THE DATA Start Marker

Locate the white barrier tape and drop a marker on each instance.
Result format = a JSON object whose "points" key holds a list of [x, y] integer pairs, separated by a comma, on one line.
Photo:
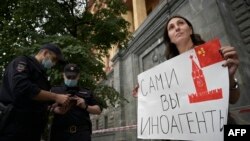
{"points": [[123, 128]]}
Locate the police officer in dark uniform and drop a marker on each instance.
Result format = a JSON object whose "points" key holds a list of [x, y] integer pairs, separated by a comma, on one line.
{"points": [[74, 123], [26, 86]]}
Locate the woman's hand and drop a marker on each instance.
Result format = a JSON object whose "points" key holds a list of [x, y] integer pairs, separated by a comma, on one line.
{"points": [[232, 61]]}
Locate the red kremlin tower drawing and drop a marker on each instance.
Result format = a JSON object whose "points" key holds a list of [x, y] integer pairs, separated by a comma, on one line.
{"points": [[202, 94]]}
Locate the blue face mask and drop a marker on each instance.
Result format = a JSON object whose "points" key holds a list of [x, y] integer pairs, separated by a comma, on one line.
{"points": [[70, 82], [47, 63]]}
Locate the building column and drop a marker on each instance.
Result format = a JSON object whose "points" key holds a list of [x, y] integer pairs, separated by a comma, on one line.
{"points": [[139, 11]]}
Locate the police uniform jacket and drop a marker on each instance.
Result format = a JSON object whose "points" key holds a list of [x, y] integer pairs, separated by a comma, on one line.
{"points": [[23, 79], [76, 115]]}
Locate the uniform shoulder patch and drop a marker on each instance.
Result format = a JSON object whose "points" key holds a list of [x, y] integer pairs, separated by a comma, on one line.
{"points": [[21, 66]]}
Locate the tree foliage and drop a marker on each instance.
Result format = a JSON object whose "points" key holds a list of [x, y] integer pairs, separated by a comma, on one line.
{"points": [[84, 37]]}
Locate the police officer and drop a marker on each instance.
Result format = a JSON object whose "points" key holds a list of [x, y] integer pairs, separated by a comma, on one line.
{"points": [[26, 86], [73, 124]]}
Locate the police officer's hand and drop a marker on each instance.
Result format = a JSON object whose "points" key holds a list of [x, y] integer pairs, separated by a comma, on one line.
{"points": [[80, 102], [63, 99], [61, 109]]}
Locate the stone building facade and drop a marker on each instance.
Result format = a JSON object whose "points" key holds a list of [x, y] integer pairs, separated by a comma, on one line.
{"points": [[229, 20]]}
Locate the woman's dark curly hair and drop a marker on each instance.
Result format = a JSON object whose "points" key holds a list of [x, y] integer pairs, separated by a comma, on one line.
{"points": [[171, 49]]}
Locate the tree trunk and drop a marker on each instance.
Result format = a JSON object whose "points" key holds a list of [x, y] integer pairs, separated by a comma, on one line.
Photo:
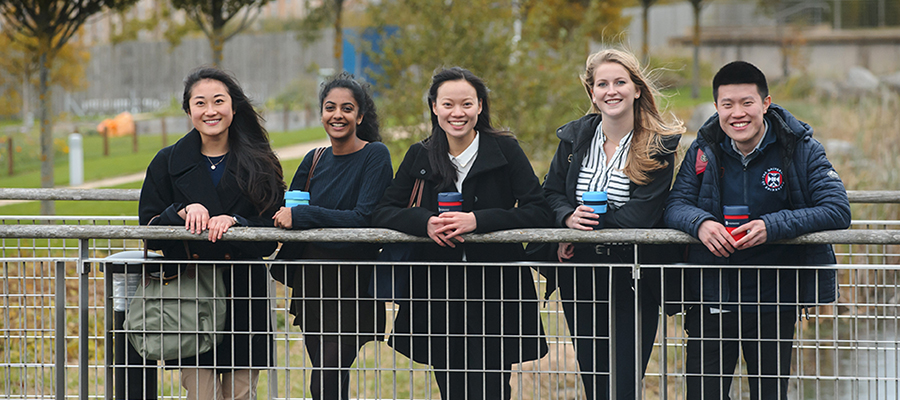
{"points": [[695, 72], [217, 44], [338, 36], [48, 207], [645, 32]]}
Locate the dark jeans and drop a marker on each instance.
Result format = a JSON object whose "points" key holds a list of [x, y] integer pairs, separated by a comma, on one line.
{"points": [[585, 292], [716, 340]]}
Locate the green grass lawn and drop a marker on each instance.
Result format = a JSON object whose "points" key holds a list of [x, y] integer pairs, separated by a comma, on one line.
{"points": [[121, 160]]}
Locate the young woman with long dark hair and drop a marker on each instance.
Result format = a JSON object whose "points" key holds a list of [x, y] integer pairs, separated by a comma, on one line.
{"points": [[223, 173], [470, 322], [346, 184]]}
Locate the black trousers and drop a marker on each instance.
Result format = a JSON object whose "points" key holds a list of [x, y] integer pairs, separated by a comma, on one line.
{"points": [[716, 340], [585, 293]]}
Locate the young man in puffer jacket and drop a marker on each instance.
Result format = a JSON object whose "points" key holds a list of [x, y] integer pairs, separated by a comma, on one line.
{"points": [[752, 153]]}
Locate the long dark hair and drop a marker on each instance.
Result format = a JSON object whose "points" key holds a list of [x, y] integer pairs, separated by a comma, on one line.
{"points": [[259, 173], [437, 144], [368, 129]]}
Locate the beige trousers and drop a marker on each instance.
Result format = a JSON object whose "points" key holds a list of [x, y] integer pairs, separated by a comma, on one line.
{"points": [[206, 384]]}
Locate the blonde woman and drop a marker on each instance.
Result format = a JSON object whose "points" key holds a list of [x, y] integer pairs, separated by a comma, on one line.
{"points": [[624, 147]]}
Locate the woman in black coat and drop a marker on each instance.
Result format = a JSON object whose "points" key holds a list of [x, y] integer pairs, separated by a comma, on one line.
{"points": [[630, 155], [498, 325], [223, 173], [345, 186]]}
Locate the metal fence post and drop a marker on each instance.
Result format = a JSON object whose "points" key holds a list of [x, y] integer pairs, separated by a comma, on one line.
{"points": [[84, 271], [60, 360]]}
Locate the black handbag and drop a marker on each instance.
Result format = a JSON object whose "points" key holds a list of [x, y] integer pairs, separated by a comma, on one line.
{"points": [[390, 282]]}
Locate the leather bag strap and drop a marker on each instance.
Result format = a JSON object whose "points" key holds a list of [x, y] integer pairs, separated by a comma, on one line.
{"points": [[415, 198], [316, 156]]}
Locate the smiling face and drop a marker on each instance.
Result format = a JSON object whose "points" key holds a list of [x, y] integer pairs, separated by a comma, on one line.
{"points": [[741, 112], [340, 114], [457, 108], [211, 110], [613, 91]]}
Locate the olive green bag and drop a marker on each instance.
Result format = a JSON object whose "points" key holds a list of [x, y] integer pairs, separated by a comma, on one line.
{"points": [[177, 314]]}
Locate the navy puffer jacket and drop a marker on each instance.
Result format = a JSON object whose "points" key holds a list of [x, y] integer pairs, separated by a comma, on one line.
{"points": [[817, 196]]}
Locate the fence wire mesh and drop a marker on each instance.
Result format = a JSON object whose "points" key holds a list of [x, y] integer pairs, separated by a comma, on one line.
{"points": [[61, 333]]}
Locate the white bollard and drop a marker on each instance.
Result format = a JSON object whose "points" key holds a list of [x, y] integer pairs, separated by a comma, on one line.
{"points": [[76, 160]]}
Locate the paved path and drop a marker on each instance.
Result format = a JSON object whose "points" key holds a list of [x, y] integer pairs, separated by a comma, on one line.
{"points": [[285, 153]]}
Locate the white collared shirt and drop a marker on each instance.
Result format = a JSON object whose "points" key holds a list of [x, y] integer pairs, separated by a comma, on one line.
{"points": [[463, 162]]}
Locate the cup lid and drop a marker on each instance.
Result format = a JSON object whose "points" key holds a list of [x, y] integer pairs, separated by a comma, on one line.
{"points": [[296, 195], [594, 196], [449, 196], [736, 210]]}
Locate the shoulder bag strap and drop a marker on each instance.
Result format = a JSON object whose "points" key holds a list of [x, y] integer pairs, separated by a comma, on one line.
{"points": [[316, 156], [415, 198]]}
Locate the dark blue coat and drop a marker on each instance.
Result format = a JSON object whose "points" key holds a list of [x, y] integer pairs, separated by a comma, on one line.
{"points": [[178, 176], [816, 198]]}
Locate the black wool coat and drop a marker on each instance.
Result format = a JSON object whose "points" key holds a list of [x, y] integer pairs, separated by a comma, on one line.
{"points": [[501, 319], [178, 176]]}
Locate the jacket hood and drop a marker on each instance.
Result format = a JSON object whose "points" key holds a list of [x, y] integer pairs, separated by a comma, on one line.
{"points": [[776, 116]]}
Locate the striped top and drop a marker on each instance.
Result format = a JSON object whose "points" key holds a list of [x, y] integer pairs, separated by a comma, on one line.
{"points": [[599, 174]]}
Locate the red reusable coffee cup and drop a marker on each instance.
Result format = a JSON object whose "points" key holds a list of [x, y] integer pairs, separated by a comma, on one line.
{"points": [[736, 216]]}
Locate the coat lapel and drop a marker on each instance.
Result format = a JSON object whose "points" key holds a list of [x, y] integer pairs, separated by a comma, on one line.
{"points": [[489, 157]]}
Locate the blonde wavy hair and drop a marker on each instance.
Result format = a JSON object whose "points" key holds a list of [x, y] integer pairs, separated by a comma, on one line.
{"points": [[649, 126]]}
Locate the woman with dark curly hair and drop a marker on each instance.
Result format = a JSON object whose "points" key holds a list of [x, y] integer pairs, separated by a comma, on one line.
{"points": [[223, 173], [344, 187]]}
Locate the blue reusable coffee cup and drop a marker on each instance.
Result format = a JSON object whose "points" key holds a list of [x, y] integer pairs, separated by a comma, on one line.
{"points": [[597, 201], [296, 198], [449, 201], [736, 216]]}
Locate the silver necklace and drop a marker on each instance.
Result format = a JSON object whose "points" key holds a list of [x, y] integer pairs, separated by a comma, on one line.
{"points": [[212, 166]]}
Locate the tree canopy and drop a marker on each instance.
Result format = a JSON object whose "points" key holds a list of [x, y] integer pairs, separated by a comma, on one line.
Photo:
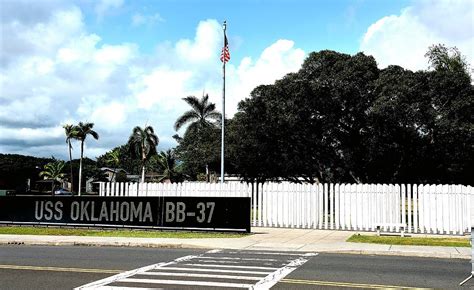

THE DATA End Marker

Once you reach the line with "Locate the blonde woman" in the data above, copy it and every line after it exactly, up to and including the line with "Locate the woman in".

SOLUTION
Locate the blonde woman and drop a marker on each instance.
Result format = a JSON object whose "points" key holds a list of [x, y] integer pairs, separated by a comma, on one line.
{"points": [[624, 147]]}
Locate the woman in black coat and drop a marker on each instance.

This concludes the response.